> **TASK OBJECTIVE**: Starting at the beginning of the entries and continuing through the line containing "[3,149,300,399]", write those lines out again, requests included, and scale each bounding box coordinate in the answers by 0.35, rounding to the nearest whole number with halves rounded up. Leave the pictures out.

> **DATA TO PROCESS**:

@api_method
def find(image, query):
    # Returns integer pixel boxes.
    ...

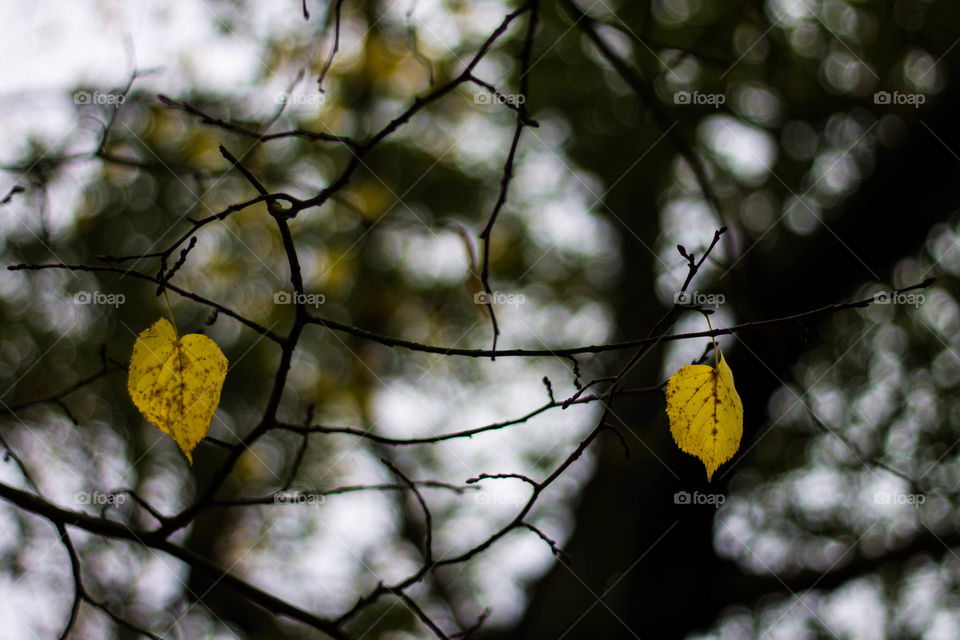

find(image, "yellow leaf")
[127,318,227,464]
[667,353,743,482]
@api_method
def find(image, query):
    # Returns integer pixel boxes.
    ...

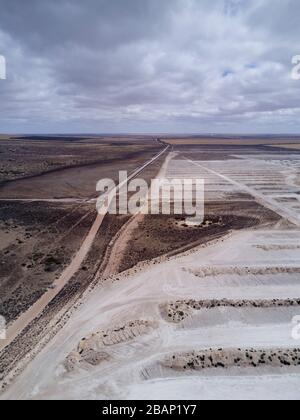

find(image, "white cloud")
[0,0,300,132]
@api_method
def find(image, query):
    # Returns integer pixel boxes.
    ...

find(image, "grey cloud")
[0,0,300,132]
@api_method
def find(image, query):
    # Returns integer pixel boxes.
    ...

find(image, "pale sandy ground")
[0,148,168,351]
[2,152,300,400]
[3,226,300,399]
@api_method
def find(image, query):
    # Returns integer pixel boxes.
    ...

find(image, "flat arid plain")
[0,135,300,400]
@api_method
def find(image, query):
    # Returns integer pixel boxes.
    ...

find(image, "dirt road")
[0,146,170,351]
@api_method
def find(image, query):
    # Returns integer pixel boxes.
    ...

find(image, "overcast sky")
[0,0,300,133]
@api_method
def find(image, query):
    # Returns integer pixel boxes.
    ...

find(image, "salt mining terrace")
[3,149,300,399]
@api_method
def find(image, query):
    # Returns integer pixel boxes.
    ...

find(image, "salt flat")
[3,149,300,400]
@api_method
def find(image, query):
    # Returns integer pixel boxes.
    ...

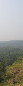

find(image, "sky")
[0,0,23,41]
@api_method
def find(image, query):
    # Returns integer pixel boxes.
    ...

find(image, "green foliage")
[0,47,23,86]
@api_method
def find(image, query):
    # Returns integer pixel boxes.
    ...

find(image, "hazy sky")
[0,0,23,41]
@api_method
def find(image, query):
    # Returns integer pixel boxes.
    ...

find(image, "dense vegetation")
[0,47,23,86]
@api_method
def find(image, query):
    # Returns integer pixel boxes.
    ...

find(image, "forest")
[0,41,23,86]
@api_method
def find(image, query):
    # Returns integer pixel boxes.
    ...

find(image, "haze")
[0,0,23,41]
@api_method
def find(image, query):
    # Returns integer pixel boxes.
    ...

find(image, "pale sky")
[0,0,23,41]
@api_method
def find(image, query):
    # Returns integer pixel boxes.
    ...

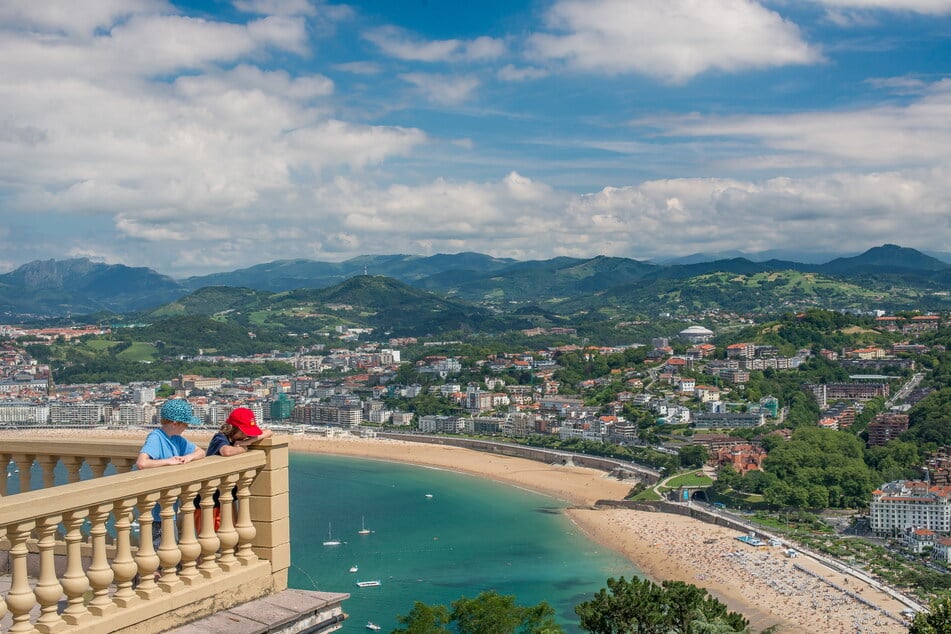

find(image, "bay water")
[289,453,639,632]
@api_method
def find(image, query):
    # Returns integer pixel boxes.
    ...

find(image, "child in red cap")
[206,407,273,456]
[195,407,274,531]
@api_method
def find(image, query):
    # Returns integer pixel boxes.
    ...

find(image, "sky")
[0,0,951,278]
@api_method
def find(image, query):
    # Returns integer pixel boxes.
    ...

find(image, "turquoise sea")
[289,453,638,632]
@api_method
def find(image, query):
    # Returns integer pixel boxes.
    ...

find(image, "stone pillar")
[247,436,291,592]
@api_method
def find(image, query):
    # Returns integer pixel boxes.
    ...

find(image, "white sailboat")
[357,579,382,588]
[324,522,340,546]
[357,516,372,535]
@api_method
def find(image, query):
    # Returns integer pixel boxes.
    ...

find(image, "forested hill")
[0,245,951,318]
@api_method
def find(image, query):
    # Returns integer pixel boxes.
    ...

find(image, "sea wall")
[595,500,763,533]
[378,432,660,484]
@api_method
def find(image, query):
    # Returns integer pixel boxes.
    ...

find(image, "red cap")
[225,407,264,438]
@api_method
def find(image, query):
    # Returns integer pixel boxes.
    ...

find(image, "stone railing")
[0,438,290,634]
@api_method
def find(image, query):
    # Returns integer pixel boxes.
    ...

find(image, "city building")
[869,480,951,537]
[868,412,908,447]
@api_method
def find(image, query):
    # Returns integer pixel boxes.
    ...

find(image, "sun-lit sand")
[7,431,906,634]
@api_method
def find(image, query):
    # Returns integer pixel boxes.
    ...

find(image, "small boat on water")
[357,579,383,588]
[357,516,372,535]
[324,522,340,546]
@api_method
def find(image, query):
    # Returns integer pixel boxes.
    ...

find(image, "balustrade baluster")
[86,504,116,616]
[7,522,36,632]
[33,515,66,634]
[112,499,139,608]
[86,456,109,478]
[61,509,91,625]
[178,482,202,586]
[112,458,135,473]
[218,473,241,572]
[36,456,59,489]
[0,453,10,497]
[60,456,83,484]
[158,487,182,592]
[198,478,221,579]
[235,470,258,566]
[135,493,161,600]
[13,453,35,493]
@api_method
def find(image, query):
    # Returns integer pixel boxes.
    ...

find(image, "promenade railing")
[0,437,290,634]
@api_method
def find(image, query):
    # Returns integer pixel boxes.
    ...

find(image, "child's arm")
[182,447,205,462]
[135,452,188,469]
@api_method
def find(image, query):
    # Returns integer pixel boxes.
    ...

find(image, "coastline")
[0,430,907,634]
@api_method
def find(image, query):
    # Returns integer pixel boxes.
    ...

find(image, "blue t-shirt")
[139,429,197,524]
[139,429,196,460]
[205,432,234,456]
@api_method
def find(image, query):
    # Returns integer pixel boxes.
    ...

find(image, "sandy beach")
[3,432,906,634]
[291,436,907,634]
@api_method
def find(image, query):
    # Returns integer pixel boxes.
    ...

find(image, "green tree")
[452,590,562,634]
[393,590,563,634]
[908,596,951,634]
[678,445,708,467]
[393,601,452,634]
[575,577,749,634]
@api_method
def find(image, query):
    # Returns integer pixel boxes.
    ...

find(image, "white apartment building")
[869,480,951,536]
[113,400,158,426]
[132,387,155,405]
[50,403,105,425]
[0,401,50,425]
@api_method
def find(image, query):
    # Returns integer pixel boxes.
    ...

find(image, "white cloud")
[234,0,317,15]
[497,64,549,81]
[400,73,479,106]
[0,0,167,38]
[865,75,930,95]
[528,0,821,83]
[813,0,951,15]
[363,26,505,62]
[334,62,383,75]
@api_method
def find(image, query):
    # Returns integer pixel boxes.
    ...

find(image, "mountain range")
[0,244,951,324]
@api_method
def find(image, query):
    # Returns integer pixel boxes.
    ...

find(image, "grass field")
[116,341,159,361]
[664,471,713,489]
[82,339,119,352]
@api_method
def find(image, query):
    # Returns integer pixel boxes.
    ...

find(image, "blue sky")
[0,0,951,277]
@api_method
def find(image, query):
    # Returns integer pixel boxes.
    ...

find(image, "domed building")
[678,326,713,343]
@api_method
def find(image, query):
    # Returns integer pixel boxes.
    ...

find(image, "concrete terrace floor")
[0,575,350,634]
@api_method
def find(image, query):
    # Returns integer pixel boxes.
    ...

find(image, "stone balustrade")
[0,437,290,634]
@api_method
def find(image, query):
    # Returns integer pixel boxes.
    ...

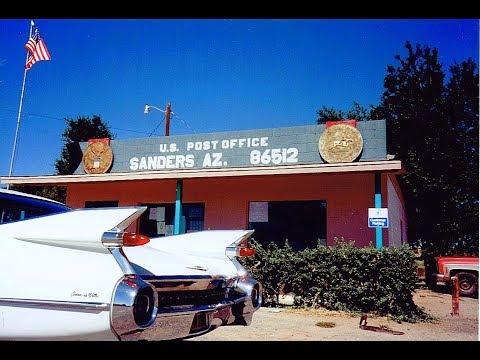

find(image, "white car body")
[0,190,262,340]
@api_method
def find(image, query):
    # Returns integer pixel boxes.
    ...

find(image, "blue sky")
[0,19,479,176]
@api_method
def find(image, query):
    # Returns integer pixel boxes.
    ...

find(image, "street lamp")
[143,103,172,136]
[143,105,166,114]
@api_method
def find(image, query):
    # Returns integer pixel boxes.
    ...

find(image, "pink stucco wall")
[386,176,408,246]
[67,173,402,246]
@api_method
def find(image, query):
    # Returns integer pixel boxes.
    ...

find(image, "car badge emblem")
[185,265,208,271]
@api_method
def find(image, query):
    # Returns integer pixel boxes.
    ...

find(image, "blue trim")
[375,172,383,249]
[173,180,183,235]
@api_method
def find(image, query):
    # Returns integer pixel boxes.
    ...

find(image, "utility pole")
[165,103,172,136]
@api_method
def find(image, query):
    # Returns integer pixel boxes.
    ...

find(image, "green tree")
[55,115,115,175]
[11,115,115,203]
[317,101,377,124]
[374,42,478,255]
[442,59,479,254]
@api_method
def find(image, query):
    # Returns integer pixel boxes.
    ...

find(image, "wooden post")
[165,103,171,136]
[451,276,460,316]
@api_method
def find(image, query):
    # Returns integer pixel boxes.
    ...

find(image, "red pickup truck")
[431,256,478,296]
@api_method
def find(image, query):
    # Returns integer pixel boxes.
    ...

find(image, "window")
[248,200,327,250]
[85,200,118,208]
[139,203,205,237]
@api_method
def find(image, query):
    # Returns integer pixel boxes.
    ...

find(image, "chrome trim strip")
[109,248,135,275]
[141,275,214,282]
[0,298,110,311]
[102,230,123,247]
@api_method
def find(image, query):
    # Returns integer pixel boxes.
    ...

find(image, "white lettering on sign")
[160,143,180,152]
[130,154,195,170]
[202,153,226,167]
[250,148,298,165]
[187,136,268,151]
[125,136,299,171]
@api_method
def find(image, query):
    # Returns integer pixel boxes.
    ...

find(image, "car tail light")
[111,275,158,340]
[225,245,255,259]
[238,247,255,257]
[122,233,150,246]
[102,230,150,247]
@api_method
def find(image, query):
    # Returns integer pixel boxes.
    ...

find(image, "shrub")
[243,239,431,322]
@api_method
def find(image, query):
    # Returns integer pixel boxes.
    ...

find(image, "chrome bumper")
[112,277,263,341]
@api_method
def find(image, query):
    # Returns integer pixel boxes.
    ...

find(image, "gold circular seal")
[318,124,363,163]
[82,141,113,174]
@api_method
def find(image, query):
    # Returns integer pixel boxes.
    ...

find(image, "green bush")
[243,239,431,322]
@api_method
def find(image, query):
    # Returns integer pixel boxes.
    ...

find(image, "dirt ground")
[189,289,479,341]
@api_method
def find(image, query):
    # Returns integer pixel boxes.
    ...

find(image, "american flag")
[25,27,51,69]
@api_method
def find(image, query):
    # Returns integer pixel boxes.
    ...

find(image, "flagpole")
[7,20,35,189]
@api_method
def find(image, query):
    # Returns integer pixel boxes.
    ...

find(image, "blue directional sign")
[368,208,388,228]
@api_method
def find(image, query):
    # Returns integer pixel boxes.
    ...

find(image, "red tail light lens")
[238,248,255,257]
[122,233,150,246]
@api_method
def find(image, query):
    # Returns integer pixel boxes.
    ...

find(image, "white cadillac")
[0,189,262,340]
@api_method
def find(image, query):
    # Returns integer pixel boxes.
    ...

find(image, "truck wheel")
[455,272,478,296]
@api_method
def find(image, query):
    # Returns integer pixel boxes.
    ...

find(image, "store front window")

> **RIGHT ANSWER**:
@api_method
def find(image, query):
    # Returns integer pixel boxes.
    ...


find(image, "yellow leaf")
[44,111,79,162]
[233,124,260,169]
@api_method
def find(image, query):
    # Returns integer pixel boxes.
    ...


find(image, "white cloud")
[0,0,105,46]
@api_method
def find(image, query):
    # Returns integer pixel boxes.
    ...

find(image, "grey cloud")
[0,0,105,46]
@api_method
def find(image, query):
    # Returns integer pixel boxes.
    ...

find(image, "pale sandy ground")
[0,52,59,123]
[1,53,105,140]
[1,79,105,140]
@api_method
def find(image, query):
    # Returns integer pixel boxes.
    ...

find(image, "flat arid plain")
[0,47,105,140]
@api_method
def find(image, query):
    # Returns integer pixel boxes.
    ...

find(image, "dirt road")
[0,51,60,123]
@api_method
def find(image, query):
    # Returns integer pixel boxes.
    ...

find(image, "overcast sky")
[0,0,105,47]
@api_method
def find(image, query):
    # Returns integer pixel boxes.
    ...

find(image, "salt mining terrace")
[1,52,105,140]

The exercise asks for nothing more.